The concept is fine. It could make for a great movie. It’s just the execution that’s so stupid Johnson himself has dialogue pointing to how stupid it is. 

The flashback

If you spend any time learning how to write, one thing that comes up is perspective. Whose perspective is the story written from? That leads to discussion of first- and third-person narration. First-person narration being the “I” and third-person being the “he/she/they”. If you go with first-person, you’re locked into what that character knows. If you go third-person, there’s a spectrum. You can have third-person limited, where the scope of the writing is still restricted by what the perspective character has, is, and will experience. Or there’s third-person omniscient, where the perspective is completely unrestricted. 

Say two characters are at lunch, having a conversation. In first-person, you’d described the lunch from only one perspective. In limited-third, the same would happen, but with some wiggle room. In omniscient-third, you can reveal the thoughts of both characters, the server, the family at a nearby table, and the spider tucked in the upper corner of a window. Perspective informs audience expectation. 

The thing about the first Knives Out is that Marta (Ana de Armas) was the perspective character. With some exceptions, the audience pretty much knew what she knew. So even though a lot of information was withheld from us, that was because the POV character hadn’t been part of those events or hadn’t told Blanc about those events. That allowed Blanc to be this secondary protagonist who maintained a degree of mystery and could be ahead of the viewer in terms of information without it feeling like a trick.  

With Glass Onion, there is no Marta. Blanc is our perspective character. For the first hour, we’re made to think “Boy, this is mysterious.” It seems like Johnson has created an intricately layered plot locked behind character perspective (like Sixth Sense or Get Out or Shutter Island). We don’t think Blanc has more information than us because barely any information has been revealed. But it turns out Johnson hadn’t built an intricately layered plot. Instead, he used the most basic and lazy trick in the book: withholding information for no good reason whatsoever. 

The first reveal in Glass Onion is that Benoit didn’t receive an invitation like everyone else, the way the movie made it seem. It turns out he met with Helen Brand, learned everything about Miles and the rest of the group, learned about Andi’s death, then hatched a plan to have Helen play Andi and help figure out who on the island was the murderer. Instead of the audience experiencing this chronologically with Blanc, it’s cut out then shown to us as exposition in the middle of the film. 

That does a couple things. Neither good.

---*---

Study questions:
A) Please answer these questions on the Glass Onion review:
(i) What name does the review give to third-person narration that is restricted by what the perspective character has, is, and will experience?
(ii) Who was the perspective character in the first Knives Out?
(iii) In Blanc's plan, who plays Andi?
B) Continue the Glass Onion review from its final sentence, "That does a couple things. Neither good."
The items after this point are a separate set of material with no connection to the Glass Onion review.

(Natural-language object grounding data)
---*---

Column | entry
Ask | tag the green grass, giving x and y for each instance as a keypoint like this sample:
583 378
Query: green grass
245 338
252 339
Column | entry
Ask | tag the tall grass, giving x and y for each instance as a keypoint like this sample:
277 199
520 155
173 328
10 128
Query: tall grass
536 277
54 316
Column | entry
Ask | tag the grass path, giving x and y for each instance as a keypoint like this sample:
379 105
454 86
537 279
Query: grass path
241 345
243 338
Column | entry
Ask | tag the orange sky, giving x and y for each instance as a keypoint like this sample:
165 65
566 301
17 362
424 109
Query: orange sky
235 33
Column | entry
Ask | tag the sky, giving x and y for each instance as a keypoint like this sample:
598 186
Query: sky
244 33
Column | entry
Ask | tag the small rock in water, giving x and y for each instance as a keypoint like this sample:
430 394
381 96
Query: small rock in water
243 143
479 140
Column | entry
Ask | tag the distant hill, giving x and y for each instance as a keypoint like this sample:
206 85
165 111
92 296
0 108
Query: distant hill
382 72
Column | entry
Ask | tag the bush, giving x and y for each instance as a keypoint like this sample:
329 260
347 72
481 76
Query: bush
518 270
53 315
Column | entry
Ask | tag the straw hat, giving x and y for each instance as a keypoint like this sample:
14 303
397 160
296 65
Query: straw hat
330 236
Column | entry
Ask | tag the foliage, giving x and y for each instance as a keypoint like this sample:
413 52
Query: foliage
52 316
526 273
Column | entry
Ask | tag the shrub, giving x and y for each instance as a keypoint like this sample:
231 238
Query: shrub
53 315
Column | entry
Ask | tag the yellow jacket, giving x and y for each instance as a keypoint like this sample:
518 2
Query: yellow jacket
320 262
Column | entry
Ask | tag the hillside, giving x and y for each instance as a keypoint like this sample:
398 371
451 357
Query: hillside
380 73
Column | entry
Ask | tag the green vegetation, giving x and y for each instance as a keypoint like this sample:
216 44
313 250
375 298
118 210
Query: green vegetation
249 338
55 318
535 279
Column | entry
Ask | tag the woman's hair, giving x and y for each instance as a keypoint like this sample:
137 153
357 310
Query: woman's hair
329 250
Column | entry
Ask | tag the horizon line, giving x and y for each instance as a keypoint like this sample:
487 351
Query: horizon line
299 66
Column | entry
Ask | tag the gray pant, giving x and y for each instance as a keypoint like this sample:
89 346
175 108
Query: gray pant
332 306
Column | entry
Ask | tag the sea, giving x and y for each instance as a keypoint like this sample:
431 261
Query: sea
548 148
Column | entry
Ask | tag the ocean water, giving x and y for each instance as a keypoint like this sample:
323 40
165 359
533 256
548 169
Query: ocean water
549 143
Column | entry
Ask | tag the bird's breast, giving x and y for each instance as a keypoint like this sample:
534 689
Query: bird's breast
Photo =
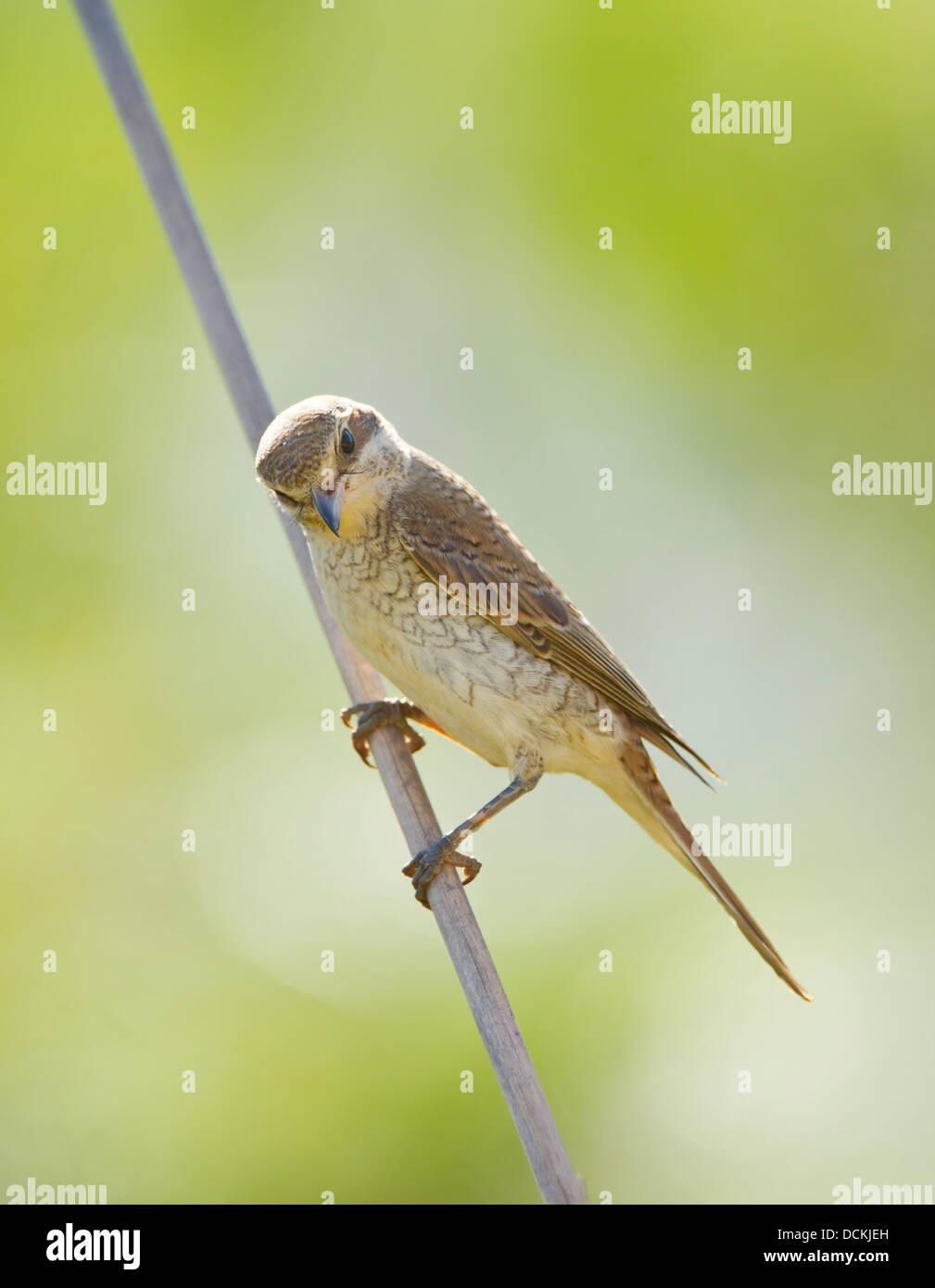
483 688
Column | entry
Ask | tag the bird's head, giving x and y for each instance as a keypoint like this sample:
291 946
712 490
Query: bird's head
327 461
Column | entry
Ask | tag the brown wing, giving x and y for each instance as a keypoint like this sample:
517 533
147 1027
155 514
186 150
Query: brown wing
449 531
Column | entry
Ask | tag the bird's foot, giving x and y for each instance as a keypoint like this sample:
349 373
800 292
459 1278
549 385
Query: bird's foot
426 865
379 715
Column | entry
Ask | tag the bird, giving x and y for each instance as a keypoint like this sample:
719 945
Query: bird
433 587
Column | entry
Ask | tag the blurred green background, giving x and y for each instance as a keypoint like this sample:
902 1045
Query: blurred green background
585 360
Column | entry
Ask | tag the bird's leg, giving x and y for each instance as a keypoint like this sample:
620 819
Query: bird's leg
425 865
377 715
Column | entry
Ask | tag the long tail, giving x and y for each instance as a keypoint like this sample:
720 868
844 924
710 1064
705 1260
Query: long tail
644 798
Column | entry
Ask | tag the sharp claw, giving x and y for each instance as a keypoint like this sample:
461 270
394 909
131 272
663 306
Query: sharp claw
425 865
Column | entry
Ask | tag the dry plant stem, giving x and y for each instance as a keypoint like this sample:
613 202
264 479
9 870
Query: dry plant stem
462 938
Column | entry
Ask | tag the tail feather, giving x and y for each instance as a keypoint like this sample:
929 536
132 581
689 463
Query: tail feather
663 823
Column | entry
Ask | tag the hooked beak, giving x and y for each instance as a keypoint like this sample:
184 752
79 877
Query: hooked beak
329 505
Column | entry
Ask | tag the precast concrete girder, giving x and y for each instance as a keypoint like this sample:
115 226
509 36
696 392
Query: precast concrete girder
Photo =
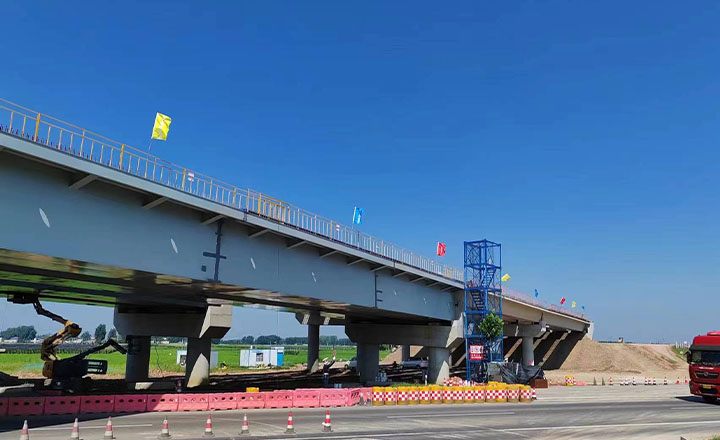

---*---

Answers to this exercise:
A)
(i) Third-person limited
(ii) Marta (Ana de Armas)
(iii) Helen Brand

B)
First, it renders the movie’s first hour pointless. It’s sold to us one way, but none of that was true. Blanc’s confusion? Not real. Andi’s interactions with her former friends? Not real. Compare that to Get Out. There’s a similar structure—how characters behave in the first hour isn’t true to their actual motivations. Chris thinks he’s going to meet Rose’s family and it’s just a normal thing. But Rose’s parents are actually part of a cult that transfers the consciousness of rich old White people into the bodies of young Black people. They’re setting Chris up. When we finally realize what’s going on, there’s a sense of betrayal that’s in-line with what our perspective character’s feeling. Chris didn’t know more than us. He’s as flummoxed as we are. If at the very end of the movie it cut to the beginning and showed us Chris did a Google search and read rumors about the family so knew the entire time and went there with the express purpose of defeating them…that would be a slap in the face of what we’d experienced together as audience and point-of-view character.

It’s the same thing with Fight Club. We’re locked into Edward Norton’s perspective. So when it’s revealed he and Brad Pitt are both Tyler Durden, it’s not a trick. Norton didn’t know, so we didn’t know. But when you go back and re-watch the film, you can see all the ways the director, David Fincher, toyed with our perspective and built to the reveal. It means the story up to the reveal is still genuine because the character was acting true to what they knew. Same for Shutter Island and Prisoners and Scream and Hereditary and Annihilation and Parasite and Primal Fear and Psycho

With Glass Onion, our main perspective character was performing. And we didn’t know because the movie refused to let us know. That would work better if our perspective character was, say, Birdie Jay. Or all the “best friends” like at the start of the movie. We wouldn’t be privy to Blanc’s perspective so the withholding of information would be fair. Just like in Knives Out. But since Glass Onion ditches the friend group as perspective characters and locks into Blanc, the skipping over of info is cheap. And makes watching the first hour stupid because nothing that happens is genuine. The friends were all performing. Blanc was performing. “Andi” was performing. There’s no genuine perspective until we’re 75% through Glass Onion. It robs subsequent viewings of tension. 

The second issue is that exposition sucks. I mean, it can work. Especially if it’s genuine character perspective. The opening tour of Jurassic Park. Neo’s introduction to fighting in the Matrix in The Matrix. But exposition that’s merely forced backstory or a big reveal of previous actions we weren’t shown—that’s almost always lazy writing and should come chronologically.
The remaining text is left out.